*** Opening SOURCE INFORMATION ***

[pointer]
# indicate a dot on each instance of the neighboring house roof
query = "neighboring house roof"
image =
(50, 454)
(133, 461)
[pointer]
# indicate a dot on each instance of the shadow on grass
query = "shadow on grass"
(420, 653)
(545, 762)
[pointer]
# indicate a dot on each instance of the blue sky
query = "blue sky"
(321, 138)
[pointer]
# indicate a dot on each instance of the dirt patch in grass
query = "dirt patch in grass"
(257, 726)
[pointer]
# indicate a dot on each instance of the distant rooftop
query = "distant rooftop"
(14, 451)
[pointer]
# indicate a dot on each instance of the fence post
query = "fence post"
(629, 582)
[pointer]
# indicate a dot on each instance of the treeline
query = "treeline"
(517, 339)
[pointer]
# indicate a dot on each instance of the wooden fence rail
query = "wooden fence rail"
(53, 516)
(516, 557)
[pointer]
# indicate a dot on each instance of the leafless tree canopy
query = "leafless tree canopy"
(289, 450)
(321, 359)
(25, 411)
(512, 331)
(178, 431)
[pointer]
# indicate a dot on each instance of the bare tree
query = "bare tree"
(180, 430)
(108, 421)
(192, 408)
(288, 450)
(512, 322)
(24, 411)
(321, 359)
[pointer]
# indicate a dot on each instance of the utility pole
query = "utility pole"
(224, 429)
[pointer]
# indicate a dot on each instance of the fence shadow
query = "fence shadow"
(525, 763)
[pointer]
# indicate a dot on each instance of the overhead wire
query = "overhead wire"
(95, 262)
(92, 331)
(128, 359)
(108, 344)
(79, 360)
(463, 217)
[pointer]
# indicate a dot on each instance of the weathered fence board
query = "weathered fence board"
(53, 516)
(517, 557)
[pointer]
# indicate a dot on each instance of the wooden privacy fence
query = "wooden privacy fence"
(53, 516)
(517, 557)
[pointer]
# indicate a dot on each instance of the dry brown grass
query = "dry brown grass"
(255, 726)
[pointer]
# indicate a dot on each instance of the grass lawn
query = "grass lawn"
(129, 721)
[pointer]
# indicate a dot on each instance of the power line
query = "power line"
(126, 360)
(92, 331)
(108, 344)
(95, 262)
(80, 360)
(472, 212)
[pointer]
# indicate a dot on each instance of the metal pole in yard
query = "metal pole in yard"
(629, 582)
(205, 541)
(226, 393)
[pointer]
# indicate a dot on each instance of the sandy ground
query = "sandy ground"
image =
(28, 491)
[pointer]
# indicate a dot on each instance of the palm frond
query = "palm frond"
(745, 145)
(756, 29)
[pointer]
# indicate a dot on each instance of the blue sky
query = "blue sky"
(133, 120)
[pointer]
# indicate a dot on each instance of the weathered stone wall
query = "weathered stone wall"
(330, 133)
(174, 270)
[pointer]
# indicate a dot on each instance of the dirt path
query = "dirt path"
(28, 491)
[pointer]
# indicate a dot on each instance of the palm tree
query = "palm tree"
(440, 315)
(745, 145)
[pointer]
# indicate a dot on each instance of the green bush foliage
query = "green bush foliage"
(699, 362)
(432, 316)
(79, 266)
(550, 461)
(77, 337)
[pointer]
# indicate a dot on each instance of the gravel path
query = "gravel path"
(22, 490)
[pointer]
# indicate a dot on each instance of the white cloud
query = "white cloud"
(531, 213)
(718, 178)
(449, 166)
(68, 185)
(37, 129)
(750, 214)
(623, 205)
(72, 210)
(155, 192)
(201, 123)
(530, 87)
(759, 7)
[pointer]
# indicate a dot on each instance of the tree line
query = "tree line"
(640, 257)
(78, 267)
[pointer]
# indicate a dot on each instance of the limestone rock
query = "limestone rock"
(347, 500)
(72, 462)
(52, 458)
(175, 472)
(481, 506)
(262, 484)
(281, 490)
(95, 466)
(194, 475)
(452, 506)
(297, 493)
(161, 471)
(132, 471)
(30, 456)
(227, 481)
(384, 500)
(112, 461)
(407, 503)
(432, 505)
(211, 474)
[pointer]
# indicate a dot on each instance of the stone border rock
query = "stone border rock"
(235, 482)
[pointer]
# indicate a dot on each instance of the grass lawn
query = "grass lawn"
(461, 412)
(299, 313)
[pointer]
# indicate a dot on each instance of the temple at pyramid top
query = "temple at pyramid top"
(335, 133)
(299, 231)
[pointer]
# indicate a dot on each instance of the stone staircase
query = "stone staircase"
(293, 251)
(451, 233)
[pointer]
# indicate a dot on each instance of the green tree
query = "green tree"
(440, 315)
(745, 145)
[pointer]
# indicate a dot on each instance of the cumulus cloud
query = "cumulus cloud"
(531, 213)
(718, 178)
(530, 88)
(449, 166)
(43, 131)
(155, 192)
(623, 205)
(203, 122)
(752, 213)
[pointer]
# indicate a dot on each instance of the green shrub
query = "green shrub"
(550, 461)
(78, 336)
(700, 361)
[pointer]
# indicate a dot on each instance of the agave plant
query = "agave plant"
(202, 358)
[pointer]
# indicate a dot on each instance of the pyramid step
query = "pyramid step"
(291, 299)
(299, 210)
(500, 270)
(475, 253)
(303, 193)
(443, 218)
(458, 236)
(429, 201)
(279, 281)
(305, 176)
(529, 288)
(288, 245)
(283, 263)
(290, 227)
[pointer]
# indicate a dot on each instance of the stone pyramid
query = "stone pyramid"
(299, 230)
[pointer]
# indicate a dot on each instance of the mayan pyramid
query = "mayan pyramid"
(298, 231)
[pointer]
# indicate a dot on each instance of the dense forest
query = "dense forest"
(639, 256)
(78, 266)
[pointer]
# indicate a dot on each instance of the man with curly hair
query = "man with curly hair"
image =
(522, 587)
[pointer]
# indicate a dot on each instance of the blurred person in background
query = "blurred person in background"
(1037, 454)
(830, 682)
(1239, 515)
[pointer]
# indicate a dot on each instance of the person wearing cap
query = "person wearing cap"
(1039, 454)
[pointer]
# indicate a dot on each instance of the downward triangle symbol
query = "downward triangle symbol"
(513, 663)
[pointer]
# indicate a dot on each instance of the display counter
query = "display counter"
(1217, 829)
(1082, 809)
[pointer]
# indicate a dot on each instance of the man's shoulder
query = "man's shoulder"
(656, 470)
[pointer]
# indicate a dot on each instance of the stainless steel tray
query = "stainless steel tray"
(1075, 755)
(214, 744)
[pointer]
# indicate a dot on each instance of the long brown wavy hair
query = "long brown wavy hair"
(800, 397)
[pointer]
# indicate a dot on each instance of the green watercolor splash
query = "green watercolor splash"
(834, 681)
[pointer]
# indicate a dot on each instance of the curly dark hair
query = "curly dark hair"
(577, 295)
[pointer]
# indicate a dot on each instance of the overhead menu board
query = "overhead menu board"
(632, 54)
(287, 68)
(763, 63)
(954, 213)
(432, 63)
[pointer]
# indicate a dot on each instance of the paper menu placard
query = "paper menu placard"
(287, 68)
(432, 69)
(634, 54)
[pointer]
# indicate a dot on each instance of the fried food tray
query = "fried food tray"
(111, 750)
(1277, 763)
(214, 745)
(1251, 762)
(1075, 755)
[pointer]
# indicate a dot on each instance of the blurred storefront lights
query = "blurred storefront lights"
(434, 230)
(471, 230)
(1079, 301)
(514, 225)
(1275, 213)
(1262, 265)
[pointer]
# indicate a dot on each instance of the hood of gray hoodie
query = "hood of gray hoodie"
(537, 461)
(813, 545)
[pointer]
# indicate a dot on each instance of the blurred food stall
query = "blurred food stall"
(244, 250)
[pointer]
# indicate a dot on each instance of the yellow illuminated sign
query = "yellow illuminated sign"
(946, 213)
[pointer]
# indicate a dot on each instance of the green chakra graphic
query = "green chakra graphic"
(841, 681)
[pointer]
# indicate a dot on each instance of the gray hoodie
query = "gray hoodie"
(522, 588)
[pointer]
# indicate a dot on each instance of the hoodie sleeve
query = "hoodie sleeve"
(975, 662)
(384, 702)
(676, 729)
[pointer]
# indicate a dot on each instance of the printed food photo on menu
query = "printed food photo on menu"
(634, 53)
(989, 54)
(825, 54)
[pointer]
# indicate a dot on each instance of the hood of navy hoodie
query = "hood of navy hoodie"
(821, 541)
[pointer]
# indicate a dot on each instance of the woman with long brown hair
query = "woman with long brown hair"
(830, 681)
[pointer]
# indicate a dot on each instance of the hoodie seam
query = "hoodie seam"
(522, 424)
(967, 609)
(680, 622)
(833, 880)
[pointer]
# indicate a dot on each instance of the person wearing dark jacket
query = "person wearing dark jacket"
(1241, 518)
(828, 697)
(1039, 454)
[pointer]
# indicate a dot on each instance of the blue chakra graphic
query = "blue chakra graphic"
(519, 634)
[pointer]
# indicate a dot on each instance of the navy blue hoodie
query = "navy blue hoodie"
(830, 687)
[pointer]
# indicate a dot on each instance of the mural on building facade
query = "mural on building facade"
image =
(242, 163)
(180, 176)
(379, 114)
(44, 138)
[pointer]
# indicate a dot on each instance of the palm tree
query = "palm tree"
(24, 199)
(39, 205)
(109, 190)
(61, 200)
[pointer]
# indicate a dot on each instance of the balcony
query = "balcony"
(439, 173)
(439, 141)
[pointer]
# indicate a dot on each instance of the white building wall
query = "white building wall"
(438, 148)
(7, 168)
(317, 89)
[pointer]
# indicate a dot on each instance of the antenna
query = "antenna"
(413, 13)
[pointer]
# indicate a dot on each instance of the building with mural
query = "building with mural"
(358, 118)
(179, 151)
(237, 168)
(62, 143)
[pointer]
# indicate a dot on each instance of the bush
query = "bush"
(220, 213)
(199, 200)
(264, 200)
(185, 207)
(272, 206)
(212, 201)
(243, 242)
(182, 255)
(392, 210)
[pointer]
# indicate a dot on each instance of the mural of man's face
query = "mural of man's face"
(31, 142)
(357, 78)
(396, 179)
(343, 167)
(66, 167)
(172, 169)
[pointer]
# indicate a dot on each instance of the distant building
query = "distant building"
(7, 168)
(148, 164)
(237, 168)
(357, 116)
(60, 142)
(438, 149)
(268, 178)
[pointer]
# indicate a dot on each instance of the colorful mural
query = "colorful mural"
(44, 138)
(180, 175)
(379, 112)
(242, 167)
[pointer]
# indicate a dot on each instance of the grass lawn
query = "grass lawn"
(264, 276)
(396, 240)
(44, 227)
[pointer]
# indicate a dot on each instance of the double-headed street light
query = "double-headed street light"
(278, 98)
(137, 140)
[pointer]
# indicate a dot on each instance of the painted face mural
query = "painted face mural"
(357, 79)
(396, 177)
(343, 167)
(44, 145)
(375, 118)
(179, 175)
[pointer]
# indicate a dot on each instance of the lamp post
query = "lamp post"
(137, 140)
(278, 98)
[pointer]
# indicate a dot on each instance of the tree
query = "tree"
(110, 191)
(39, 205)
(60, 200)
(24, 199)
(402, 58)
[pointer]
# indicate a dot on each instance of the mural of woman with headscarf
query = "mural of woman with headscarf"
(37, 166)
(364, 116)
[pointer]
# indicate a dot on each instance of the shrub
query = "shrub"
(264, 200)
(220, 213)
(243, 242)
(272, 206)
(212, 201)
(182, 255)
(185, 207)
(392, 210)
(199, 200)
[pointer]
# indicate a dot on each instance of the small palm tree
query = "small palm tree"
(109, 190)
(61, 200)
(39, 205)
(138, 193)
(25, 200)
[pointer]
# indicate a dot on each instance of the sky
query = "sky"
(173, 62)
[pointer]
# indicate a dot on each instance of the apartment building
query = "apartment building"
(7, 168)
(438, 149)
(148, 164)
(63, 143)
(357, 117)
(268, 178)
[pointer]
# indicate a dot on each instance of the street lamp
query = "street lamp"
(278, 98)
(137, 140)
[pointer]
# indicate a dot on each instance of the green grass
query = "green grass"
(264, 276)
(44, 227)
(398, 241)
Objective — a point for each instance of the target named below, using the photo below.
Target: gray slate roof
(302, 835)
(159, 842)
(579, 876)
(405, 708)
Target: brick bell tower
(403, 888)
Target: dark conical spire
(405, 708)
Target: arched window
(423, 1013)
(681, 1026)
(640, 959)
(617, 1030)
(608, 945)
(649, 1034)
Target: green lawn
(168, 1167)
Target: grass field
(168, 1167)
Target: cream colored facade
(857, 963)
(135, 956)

*** Closing SOURCE INFORMATION ***

WHAT TO DO
Please give the number of lines in the entries that contain the word "neighboring", and nothing besides it.

TASK SOLUTION
2